Task objective
Recast the stretch of the records from the line containing "Reviewer note: confirm that each instance of the white plumage" through the last line of the records as a numbered list, leaving out any blank lines.

================================

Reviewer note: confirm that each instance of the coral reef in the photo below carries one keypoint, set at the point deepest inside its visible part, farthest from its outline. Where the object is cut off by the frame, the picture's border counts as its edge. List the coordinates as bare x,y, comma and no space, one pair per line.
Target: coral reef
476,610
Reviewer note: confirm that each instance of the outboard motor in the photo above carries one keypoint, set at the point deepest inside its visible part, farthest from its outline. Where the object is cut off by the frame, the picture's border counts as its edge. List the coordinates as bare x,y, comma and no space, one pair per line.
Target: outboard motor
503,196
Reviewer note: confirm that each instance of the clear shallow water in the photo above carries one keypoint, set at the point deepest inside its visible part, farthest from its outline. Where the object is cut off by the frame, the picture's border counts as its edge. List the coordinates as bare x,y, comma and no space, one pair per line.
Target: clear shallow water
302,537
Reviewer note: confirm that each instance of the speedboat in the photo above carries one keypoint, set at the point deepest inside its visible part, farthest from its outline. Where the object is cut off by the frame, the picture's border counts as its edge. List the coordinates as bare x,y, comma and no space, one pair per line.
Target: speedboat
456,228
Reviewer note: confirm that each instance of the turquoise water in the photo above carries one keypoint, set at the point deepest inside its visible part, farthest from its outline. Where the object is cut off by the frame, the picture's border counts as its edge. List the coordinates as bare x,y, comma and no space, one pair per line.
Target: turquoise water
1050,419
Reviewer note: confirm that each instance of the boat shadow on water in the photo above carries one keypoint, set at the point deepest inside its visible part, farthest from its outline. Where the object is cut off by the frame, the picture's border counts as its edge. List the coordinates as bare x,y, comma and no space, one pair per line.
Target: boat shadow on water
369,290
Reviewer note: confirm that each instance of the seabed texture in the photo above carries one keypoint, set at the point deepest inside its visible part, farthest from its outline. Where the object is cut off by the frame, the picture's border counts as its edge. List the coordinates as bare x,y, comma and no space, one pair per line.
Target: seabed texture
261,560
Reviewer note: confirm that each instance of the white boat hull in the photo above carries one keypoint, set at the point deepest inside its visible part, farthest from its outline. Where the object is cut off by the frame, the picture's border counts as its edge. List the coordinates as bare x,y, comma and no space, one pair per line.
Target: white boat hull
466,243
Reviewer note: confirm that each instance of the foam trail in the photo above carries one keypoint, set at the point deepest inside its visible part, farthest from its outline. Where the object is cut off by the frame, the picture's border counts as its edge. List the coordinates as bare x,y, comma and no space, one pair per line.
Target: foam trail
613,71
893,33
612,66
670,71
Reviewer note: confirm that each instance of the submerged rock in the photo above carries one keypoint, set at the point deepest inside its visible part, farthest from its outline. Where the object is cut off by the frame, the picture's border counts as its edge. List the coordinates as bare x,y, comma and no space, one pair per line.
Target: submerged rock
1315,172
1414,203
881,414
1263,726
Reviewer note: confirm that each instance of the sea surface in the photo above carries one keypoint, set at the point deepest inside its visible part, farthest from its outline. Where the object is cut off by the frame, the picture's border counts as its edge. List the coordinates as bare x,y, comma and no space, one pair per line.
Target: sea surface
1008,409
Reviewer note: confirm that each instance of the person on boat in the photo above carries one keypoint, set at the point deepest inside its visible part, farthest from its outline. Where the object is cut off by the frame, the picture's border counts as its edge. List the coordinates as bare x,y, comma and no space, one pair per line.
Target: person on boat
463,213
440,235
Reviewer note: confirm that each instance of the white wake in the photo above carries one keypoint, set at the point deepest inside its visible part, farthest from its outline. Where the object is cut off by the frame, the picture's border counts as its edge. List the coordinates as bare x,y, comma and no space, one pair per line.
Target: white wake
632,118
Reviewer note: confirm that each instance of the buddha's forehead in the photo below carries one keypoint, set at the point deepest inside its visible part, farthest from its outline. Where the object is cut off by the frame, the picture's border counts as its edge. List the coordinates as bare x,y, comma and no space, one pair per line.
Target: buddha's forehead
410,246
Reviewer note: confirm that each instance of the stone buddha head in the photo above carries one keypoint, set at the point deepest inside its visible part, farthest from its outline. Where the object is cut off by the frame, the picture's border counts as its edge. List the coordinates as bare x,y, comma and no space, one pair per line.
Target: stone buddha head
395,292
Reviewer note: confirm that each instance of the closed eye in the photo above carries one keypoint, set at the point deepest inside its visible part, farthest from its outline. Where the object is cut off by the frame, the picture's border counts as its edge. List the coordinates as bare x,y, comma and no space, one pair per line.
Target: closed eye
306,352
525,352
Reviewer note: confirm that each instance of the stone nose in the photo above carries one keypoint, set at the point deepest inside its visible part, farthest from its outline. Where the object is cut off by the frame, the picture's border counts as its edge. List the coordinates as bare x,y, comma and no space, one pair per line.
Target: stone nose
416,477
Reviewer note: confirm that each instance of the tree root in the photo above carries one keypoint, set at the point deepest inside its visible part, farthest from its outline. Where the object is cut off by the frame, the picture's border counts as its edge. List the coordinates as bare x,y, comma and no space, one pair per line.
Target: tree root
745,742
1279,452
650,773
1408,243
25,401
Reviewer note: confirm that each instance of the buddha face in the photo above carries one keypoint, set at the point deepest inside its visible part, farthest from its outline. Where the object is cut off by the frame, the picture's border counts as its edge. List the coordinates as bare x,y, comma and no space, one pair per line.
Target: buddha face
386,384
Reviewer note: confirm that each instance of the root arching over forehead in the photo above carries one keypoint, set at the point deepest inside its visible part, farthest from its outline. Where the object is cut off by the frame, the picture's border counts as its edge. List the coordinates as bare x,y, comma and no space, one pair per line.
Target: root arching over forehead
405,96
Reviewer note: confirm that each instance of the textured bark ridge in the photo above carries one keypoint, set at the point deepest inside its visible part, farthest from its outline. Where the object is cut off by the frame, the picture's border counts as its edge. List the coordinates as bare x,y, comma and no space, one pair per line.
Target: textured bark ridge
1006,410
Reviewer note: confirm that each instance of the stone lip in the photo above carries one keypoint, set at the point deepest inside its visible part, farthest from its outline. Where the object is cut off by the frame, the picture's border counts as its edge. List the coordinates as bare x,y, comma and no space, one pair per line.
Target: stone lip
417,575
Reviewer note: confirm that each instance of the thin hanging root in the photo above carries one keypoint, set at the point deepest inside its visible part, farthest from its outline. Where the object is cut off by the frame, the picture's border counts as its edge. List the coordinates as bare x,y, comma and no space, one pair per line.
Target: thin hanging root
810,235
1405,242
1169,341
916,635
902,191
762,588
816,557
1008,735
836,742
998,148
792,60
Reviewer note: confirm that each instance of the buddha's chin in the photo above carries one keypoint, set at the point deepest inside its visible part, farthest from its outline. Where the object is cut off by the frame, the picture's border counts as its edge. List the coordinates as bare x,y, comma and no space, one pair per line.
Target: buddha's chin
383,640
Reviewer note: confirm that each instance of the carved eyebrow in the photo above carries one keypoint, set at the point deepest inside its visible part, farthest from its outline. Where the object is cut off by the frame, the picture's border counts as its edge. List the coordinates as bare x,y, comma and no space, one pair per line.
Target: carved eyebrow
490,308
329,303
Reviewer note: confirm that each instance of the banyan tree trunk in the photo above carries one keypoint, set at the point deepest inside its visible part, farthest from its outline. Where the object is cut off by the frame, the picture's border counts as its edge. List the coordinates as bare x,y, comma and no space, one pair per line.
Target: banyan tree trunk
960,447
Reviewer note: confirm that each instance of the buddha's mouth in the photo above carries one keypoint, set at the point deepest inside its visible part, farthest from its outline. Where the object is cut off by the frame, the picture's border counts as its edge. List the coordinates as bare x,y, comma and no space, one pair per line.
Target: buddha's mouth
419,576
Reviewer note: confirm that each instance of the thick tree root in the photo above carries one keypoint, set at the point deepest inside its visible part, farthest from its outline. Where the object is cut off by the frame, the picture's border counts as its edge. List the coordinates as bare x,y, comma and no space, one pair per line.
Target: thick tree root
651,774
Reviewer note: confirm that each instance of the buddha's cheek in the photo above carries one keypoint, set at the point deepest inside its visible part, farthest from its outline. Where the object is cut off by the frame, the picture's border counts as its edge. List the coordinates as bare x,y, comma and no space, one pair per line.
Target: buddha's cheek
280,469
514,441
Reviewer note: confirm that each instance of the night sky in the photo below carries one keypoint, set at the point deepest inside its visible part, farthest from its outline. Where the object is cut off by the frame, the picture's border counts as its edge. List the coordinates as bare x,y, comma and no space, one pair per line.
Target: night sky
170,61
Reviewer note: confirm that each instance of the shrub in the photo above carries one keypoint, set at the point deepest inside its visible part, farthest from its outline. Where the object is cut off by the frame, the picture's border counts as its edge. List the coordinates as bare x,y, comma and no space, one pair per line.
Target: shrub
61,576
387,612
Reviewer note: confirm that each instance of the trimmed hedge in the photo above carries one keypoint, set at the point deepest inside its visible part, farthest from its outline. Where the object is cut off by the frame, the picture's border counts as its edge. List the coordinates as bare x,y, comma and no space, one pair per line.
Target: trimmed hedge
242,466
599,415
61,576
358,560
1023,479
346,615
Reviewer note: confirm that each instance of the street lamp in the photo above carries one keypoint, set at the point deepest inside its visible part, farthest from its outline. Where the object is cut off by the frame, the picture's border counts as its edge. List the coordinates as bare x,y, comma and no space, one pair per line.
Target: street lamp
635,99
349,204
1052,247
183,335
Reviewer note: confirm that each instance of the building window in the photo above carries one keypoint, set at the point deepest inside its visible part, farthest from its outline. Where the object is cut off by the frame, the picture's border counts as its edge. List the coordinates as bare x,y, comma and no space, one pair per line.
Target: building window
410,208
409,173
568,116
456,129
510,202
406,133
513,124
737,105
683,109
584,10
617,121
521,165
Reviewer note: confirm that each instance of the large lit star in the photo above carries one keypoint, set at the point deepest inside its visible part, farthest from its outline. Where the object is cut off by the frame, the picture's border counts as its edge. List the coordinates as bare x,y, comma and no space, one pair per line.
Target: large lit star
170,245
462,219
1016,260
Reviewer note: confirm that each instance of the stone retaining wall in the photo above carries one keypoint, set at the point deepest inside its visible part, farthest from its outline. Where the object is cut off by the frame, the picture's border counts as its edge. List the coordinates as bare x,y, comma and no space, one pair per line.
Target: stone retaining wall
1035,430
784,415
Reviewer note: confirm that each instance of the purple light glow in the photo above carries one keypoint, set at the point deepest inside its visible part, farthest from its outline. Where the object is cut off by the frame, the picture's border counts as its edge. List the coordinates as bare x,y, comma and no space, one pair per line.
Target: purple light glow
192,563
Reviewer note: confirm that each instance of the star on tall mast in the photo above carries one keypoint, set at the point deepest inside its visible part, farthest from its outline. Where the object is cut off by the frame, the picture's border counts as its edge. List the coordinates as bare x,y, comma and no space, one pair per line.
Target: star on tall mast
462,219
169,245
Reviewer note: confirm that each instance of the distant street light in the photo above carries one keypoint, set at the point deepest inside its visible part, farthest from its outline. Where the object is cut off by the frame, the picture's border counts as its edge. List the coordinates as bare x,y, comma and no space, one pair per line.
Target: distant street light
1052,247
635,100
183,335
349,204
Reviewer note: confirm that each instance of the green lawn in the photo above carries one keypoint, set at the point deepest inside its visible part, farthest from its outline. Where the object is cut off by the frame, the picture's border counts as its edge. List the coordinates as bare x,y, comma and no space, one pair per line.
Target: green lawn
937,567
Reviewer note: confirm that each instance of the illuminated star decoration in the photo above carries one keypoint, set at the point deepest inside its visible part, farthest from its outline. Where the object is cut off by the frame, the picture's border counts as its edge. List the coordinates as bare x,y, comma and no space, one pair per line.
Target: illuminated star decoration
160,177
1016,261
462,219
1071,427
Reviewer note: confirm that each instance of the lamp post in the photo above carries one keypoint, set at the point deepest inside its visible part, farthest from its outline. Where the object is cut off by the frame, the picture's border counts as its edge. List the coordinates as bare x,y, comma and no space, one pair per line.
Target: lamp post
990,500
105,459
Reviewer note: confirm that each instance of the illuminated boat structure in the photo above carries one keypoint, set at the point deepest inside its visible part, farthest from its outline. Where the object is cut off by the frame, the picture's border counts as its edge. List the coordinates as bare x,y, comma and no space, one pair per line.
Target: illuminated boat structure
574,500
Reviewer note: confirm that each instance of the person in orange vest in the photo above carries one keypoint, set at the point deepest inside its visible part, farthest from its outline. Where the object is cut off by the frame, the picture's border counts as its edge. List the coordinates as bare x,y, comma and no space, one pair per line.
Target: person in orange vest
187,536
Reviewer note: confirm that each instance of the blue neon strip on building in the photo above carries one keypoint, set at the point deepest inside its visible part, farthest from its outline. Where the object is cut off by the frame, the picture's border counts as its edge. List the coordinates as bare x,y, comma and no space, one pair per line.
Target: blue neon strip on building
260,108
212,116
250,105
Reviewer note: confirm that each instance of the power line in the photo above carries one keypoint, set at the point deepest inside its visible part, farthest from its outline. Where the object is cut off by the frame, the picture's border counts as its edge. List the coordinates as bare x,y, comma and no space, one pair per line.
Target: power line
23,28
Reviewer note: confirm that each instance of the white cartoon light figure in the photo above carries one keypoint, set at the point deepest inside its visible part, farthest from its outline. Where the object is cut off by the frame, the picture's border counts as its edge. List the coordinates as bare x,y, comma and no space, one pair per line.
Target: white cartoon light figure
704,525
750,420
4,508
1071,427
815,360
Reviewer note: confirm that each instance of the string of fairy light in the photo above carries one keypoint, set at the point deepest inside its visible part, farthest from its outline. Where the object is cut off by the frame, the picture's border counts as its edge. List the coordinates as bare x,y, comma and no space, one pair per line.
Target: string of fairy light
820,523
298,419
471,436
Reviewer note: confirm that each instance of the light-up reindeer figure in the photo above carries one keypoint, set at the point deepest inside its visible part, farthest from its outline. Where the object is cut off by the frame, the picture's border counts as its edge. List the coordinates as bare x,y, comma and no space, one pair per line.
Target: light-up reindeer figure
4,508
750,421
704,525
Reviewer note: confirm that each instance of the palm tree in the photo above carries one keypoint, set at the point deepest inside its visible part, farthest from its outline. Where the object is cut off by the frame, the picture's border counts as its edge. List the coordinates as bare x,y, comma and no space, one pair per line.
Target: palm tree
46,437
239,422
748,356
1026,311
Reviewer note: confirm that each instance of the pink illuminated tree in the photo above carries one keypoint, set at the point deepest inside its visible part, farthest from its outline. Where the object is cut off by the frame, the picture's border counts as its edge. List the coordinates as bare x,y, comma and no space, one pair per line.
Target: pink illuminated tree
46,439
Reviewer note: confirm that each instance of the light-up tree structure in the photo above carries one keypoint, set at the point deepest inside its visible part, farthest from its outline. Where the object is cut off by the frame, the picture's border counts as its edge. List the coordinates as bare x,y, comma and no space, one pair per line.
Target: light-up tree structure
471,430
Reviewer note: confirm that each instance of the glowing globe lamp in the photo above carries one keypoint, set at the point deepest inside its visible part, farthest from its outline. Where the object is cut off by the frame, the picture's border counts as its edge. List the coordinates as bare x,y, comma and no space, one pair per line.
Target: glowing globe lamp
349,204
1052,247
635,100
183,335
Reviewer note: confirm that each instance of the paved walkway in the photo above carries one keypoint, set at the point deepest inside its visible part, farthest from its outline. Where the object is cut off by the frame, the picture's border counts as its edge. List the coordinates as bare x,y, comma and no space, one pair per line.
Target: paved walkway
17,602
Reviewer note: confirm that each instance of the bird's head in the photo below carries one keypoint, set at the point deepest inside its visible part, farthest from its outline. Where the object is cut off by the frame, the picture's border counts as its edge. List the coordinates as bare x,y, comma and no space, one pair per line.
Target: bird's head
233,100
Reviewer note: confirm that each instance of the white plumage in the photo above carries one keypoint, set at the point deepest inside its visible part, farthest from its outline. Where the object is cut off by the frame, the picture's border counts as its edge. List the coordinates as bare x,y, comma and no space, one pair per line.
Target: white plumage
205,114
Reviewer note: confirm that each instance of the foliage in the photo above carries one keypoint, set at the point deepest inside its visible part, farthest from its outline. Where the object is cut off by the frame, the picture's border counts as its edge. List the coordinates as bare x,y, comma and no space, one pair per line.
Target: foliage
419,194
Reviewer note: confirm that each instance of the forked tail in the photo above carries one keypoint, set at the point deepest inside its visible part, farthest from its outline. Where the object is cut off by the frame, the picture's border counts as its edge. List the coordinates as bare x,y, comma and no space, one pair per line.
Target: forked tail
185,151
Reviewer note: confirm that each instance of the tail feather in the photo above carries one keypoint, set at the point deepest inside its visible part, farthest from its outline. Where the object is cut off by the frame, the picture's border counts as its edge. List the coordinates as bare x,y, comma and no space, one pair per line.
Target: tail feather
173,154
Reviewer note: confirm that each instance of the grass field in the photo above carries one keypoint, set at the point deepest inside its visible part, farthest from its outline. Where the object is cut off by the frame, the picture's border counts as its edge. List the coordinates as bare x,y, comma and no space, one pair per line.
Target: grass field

================================

Output for this exercise
1. Reviewer note: confirm that each instance of the white plumage in the photo above carries one keypoint, set at the point deepest inside its visible part, farthest from its outline. Where the object is cut off by the frame, the picture's border counts as its edge. List the coordinates as bare x,y, comma and no space, one pair per line.
2. Target: white plumage
3. 205,114
4. Reviewer note: confirm that each instance of the foliage in the photo above carries one keypoint, set at the point deepest inside its visible part, farthest from its outline. Where the object is cut off by the frame, the picture's border counts as its edge. List the coordinates as bare x,y, comma and no space, one pair per line.
5. Target: foliage
6. 419,194
7. Reviewer note: confirm that each instance of the forked tail in the photo above carries one keypoint, set at the point deepest inside its visible part, farthest from its outline. Where the object is cut off by the frame, the picture's border counts as its edge. List the coordinates as bare x,y, comma and no space, one pair per line.
8. Target: forked tail
9. 185,151
10. Reviewer note: confirm that each instance of the tail feather in the photo above carries one keypoint, set at the point deepest inside its visible part, farthest from its outline. Where the object is cut off by the frame, the picture's border counts as its edge. List the coordinates as bare x,y, comma and no space, one pair per line.
11. Target: tail feather
12. 173,154
13. Reviewer note: confirm that each instance of the grass field in the photo above carries one keypoint, set at the point deepest inside its visible part, farthest from its outline. Where the object is cut off by the frame, the picture's border counts as its edge. List the coordinates as bare x,y, comma and no space, one pair per line.
14. Target: grass field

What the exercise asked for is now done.